*** RECORDS FOR THE EXERCISE ***

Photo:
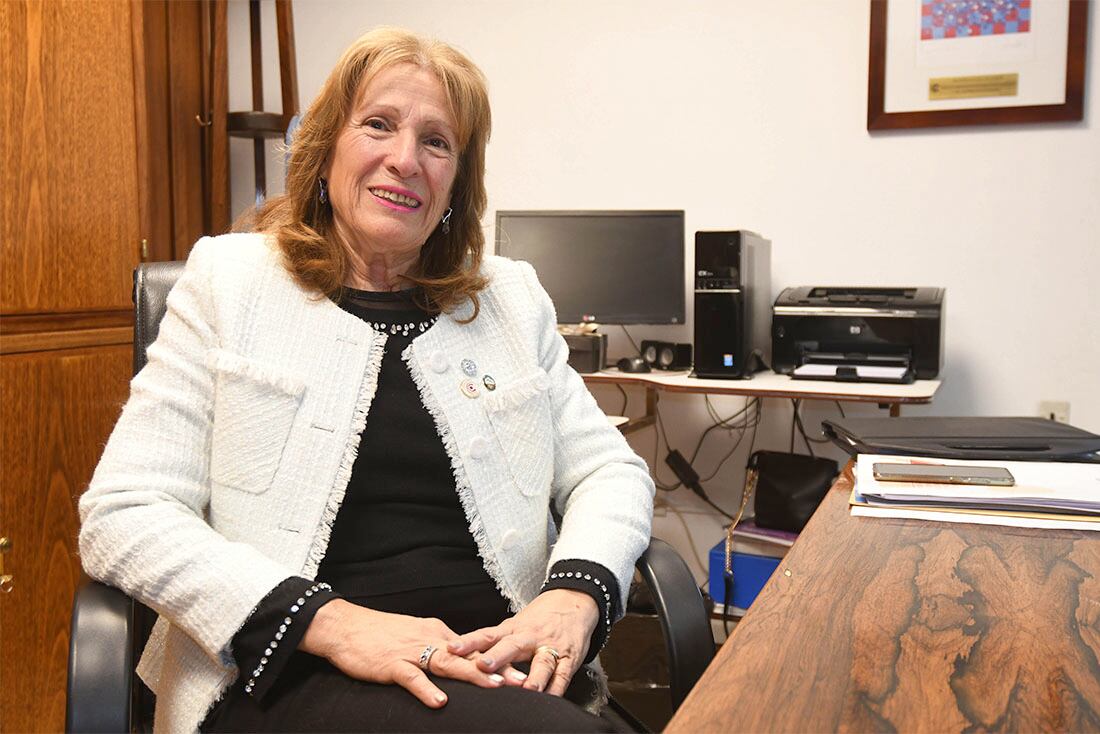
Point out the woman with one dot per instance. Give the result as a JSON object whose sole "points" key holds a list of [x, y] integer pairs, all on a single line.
{"points": [[334, 478]]}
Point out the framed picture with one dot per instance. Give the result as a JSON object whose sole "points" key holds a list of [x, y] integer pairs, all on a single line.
{"points": [[938, 63]]}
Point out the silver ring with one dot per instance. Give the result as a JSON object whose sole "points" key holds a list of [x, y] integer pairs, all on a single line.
{"points": [[426, 657], [549, 650]]}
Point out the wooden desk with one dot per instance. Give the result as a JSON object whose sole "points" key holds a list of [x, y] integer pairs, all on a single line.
{"points": [[766, 384], [873, 625]]}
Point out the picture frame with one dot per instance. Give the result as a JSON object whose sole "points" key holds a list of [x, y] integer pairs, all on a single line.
{"points": [[1021, 72]]}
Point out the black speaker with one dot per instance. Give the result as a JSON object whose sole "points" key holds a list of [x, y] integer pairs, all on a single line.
{"points": [[586, 351], [666, 354]]}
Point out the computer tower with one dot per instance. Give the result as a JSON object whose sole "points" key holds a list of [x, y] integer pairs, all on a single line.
{"points": [[733, 303]]}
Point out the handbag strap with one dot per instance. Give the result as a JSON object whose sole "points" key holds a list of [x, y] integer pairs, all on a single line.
{"points": [[751, 475]]}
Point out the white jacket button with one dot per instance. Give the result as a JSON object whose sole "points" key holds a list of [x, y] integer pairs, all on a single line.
{"points": [[438, 361], [479, 447]]}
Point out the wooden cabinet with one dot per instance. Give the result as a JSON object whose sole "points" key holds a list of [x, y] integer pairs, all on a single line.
{"points": [[99, 150]]}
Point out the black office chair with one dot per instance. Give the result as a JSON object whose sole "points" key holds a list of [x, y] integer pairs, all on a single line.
{"points": [[109, 628]]}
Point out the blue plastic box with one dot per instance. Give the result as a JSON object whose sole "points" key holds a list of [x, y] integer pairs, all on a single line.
{"points": [[750, 573]]}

*** End of RECORDS FOR THE EXERCISE ***

▶ [TASK DETAILS] From the line with "Point out the black office" through the last line of the records, set down every line exactly as written and leave out all others.

▶ [TASK OUTPUT]
Point out the black office chair with one dot per instance. Give the result as a JSON object whose sole "points" key holds a list of [x, y] integer pairs, all on a single line.
{"points": [[109, 628]]}
Point out the blue plastic box with one dot per instance. Give the result as a JSON object whose sole "points" key holds a list of [x, y] integer pairs, all on a single line.
{"points": [[750, 573]]}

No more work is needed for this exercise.